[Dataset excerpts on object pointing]
= = = =

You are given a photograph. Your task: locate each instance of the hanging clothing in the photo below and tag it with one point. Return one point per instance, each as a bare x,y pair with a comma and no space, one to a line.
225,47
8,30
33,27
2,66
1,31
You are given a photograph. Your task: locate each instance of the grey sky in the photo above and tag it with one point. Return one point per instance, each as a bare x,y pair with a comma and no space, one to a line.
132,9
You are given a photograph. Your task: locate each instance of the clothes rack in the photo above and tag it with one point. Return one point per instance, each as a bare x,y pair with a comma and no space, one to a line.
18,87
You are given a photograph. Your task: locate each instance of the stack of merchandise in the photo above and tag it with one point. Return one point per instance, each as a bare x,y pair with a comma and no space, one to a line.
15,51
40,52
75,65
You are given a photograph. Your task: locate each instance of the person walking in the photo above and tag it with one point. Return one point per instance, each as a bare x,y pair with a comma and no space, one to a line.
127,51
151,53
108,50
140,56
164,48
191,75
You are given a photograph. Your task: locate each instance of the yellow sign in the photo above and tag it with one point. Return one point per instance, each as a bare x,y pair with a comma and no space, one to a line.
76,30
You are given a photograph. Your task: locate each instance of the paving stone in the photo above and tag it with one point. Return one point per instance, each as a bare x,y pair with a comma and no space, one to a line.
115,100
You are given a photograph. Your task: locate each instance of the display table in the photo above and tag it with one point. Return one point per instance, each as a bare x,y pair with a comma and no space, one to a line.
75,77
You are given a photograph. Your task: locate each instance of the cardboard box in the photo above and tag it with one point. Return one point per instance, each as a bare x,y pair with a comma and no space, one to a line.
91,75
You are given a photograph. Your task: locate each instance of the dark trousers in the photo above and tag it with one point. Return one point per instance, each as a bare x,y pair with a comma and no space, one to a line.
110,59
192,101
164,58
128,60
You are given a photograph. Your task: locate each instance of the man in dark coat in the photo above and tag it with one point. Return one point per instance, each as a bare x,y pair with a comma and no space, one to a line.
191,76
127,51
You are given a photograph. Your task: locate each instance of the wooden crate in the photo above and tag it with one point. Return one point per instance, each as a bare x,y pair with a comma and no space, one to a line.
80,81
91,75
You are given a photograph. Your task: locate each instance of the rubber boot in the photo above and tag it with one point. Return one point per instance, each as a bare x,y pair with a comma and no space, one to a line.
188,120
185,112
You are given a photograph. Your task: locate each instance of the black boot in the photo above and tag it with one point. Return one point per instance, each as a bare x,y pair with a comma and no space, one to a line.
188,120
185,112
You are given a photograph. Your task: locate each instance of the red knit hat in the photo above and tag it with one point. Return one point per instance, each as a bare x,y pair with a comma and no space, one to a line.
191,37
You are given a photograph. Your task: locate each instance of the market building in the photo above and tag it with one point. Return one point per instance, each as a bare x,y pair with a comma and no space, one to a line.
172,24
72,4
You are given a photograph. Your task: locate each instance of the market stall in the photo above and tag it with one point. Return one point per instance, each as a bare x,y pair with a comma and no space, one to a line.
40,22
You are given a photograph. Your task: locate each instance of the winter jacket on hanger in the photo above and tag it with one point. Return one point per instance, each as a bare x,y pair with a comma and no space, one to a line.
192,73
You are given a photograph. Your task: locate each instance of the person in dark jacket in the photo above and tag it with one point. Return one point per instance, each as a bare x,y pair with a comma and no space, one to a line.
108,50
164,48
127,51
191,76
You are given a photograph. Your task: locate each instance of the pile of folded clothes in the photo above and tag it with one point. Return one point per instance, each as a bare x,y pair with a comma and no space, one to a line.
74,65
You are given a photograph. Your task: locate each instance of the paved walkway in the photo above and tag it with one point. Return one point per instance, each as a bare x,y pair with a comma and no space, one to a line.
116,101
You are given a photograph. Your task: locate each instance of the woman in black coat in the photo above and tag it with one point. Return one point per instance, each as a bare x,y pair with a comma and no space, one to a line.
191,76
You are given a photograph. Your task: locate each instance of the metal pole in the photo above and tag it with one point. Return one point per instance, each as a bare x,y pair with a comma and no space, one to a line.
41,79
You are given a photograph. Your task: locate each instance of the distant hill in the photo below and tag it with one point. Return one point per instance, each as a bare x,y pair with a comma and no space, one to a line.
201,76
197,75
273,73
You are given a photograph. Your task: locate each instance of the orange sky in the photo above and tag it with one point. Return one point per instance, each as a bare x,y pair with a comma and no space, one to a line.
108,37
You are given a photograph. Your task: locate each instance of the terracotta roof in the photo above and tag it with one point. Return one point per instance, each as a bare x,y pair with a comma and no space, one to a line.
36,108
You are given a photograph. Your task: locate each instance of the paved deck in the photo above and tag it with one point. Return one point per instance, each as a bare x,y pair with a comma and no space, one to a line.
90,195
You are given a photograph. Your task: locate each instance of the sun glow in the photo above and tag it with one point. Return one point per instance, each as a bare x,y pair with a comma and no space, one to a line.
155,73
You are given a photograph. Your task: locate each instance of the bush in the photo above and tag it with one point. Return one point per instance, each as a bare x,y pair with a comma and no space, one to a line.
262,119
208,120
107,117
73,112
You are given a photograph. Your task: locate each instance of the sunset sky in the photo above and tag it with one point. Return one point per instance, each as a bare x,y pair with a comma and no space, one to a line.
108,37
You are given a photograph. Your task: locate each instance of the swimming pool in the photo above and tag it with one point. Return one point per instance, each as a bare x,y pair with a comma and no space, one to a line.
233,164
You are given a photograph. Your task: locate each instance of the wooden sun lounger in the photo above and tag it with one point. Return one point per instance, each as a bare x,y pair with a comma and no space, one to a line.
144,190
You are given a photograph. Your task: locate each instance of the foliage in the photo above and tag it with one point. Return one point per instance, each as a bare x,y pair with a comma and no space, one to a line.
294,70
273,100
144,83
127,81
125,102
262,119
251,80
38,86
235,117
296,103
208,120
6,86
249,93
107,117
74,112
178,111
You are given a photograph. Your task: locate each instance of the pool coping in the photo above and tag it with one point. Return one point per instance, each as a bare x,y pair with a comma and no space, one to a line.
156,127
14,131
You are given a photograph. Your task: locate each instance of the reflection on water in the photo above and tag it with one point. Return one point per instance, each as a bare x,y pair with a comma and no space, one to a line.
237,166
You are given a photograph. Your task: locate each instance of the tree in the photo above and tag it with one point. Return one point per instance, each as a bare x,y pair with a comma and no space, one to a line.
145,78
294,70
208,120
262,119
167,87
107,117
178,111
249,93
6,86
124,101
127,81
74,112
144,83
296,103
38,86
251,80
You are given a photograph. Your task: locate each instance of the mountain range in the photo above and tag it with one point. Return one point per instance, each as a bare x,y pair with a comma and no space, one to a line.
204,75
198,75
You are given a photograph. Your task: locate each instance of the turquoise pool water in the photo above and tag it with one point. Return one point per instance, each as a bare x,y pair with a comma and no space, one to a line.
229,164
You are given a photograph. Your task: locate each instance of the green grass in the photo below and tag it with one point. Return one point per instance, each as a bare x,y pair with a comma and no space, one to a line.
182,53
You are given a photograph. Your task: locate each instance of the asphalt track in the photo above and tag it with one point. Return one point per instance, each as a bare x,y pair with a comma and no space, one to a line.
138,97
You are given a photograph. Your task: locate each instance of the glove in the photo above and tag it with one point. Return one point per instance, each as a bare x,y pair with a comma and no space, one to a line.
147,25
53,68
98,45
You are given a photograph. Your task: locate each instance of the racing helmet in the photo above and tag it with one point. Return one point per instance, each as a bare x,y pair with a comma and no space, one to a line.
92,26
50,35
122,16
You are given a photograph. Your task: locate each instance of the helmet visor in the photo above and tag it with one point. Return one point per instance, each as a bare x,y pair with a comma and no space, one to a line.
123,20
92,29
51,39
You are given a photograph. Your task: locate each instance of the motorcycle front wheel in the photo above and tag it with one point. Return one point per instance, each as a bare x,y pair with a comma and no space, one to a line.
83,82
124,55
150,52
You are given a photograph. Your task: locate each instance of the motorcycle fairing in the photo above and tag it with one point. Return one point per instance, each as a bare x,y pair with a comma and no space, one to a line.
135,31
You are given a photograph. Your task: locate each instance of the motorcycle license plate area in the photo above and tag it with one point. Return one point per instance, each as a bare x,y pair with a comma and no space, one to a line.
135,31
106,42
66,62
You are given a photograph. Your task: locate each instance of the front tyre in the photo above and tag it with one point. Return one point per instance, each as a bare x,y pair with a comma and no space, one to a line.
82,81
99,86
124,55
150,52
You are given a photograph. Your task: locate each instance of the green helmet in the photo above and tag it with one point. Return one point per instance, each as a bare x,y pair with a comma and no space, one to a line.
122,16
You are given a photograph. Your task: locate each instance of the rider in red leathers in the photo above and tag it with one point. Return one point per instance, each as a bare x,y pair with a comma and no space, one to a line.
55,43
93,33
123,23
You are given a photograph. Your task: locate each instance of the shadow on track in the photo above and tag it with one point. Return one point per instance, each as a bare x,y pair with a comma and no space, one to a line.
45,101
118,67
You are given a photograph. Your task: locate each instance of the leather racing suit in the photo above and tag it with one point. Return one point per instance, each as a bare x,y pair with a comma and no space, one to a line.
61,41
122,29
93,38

= = = =

WHAT THE TASK ASKS: Quote exactly the line containing "of the rider" and every later line through the end of the listing, and no other lines.

EXERCISE RESPONSE:
You are given a photograph. Your task: locate each instance of the rider in red leathers in the photo above and tag it with one point. Return one point per instance, each as a bare x,y pair with a comma and no space, one to a line.
55,43
93,33
123,23
You are given a photograph. Your task: locate each instance of the shadow on track in the photo above and tag it with one point. Return one point per instance, each as a bare x,y pair with a comma and no space, one to a line.
45,101
118,67
You are given a photograph. Your task: locate each instance of the leather racing suit in the photo above and tag it with one point. Return one point per instance, each as a bare x,y pair with a comma and no space, one to a line.
61,41
122,29
93,38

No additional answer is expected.